**Page extract:**
____

News Items – March 15, 2017
Shane’a Thomas is a member:
[Podcast] The “How Does a Psychotherapist Work?” Edition: Slate’s Jacob Brogan talks to Shane’a Thomas who supports the mental health of LGBTQ youth
This season on Working, we’re speaking to individuals employed in fields potentially imperiled by the Trump presidency. These are the stories of people doing difficult but important jobs—jobs that may get much more difficult and much more important in the years ahead. For many, the Trump presidency has already been an emotional catastrophe as well as a political one. To better understand the reverberations of our political moment—and how some are grappling with them—we reached out to Shane’a Thomas, a psychotherapist at Whitman-Walker Health in Washington.
Bruce Buchanan, the writer, is a member and chair of the NASW-IA Ethics Committee:
Ending social worker licensure would be reckless
The Des Moines Register
House Study Bill 138, proposed by Gov. Terry Branstad was defeated in subcommittee recently. This study bill would have done away with licensure requirements not only for mental health professionals but for other licensed professionals. Mental health professionals across the state were pleased with the defeat of this bill. However, now we are concerned again because the governor stated he still believes the state should remove professional licensing requirements for social workers, mental health therapists and other licensed professionals.

____

**Dataset records:**
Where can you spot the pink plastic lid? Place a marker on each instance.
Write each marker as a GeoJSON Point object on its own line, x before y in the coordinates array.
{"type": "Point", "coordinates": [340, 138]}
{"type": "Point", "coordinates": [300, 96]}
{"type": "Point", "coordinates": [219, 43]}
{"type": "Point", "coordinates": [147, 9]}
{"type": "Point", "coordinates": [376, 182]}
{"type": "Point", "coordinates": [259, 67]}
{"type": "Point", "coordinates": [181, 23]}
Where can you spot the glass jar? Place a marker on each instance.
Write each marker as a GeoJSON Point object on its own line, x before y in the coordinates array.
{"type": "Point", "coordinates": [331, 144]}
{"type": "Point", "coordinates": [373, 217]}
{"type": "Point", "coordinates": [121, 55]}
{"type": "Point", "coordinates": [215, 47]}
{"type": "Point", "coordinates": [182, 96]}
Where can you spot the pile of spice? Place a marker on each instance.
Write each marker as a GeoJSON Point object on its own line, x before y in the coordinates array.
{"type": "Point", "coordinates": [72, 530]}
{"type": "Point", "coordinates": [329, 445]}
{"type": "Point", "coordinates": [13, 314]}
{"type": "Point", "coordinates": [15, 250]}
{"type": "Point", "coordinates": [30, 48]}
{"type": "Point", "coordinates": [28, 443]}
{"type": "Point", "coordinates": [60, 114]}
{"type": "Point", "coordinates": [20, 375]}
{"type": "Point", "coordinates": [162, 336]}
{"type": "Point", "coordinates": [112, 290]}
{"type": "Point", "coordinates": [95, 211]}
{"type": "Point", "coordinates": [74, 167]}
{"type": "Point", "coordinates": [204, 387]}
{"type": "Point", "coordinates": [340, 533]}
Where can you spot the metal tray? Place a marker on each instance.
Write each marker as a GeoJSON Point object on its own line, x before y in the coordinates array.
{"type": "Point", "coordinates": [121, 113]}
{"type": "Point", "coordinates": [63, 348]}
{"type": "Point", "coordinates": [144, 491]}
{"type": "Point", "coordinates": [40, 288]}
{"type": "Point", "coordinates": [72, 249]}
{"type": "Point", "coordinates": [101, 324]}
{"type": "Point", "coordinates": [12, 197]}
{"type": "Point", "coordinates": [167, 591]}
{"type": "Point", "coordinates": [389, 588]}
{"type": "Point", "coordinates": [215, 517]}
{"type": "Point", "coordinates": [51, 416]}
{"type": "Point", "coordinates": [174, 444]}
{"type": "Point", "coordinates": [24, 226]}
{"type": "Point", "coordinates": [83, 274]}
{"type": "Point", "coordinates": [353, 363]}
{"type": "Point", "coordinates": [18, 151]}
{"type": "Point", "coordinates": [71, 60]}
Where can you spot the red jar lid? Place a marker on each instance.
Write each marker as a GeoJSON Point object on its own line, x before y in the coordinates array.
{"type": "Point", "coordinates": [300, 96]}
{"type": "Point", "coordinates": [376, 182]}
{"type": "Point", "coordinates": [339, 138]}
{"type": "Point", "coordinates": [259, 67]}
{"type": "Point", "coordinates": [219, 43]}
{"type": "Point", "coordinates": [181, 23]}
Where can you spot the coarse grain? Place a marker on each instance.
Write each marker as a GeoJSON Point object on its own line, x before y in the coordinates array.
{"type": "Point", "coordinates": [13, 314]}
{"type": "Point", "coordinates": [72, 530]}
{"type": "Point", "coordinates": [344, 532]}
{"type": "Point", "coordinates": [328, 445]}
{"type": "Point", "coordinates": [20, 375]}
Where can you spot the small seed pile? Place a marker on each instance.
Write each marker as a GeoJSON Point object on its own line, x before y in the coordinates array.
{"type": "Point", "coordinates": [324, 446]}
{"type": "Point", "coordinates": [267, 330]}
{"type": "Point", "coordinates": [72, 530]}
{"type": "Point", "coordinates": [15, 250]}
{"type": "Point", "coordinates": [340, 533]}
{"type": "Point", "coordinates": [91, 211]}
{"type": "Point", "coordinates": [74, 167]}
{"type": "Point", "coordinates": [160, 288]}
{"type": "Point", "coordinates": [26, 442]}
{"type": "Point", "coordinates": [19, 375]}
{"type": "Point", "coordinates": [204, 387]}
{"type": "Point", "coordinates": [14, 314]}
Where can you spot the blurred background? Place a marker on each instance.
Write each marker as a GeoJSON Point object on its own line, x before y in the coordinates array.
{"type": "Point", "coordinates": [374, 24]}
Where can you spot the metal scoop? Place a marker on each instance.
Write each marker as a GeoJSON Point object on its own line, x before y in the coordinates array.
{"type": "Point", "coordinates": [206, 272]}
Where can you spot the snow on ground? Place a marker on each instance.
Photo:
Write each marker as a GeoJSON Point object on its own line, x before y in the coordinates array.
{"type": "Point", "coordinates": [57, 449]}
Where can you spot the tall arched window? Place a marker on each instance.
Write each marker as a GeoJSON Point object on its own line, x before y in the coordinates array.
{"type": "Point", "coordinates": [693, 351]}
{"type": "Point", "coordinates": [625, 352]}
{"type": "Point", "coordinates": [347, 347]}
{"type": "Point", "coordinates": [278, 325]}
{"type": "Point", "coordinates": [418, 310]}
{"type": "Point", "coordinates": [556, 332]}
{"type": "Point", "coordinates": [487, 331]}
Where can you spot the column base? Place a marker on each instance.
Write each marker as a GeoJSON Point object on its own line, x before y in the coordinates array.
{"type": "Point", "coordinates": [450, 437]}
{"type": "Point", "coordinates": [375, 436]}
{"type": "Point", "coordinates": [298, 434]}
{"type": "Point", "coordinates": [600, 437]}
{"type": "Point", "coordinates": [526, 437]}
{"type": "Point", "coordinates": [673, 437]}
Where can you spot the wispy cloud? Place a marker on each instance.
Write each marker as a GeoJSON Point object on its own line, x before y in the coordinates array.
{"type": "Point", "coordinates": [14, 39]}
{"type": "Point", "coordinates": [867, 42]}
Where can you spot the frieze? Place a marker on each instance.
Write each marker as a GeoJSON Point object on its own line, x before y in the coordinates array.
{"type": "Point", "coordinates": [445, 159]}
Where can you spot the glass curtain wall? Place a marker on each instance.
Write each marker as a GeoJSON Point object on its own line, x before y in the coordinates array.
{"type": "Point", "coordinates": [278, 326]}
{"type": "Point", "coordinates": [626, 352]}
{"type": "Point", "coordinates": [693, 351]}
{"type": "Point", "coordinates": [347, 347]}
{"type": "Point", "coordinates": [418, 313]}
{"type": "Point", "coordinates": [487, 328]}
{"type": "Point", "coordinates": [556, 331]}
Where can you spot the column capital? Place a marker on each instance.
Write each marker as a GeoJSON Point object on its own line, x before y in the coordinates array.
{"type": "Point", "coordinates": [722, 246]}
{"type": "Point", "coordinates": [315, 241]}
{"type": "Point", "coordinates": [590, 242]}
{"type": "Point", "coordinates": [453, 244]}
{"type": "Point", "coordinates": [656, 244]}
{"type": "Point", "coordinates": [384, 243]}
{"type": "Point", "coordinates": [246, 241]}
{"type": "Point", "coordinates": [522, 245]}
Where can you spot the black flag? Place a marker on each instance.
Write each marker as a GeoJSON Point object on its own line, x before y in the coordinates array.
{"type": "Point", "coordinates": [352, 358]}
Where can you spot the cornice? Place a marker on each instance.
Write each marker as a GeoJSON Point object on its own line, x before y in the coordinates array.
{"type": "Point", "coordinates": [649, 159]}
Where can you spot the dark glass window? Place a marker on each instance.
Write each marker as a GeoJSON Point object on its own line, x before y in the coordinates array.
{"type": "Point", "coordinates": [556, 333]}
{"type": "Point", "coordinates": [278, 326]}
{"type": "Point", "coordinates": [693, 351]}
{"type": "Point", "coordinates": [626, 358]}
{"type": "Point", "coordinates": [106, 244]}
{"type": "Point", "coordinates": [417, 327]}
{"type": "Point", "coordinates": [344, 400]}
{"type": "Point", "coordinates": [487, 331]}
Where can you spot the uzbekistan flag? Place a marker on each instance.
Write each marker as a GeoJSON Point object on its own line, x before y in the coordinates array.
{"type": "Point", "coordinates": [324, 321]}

____

**What to work on:**
1. In the news items, where does Shane’a Thomas work as a psychotherapist?
2. Reproduce the news items word for word, everything from "News Items –" down to "Health in Washington.".
3. List every person the news items mention by name.
You won't need the lines above.

**Solved tasks:**
1. At Whitman-Walker Health in Washington.

2.
News Items – March 15, 2017
Shane’a Thomas is a member:
[Podcast] The “How Does a Psychotherapist Work?” Edition: Slate’s Jacob Brogan talks to Shane’a Thomas who supports the mental health of LGBTQ youth
This season on Working, we’re speaking to individuals employed in fields potentially imperiled by the Trump presidency. These are the stories of people doing difficult but important jobs—jobs that may get much more difficult and much more important in the years ahead. For many, the Trump presidency has already been an emotional catastrophe as well as a political one. To better understand the reverberations of our political moment—and how some are grappling with them—we reached out to Shane’a Thomas, a psychotherapist at Whitman-Walker Health in Washington.

3. Shane’a Thomas, Jacob Brogan, Trump, Bruce Buchanan, Terry Branstad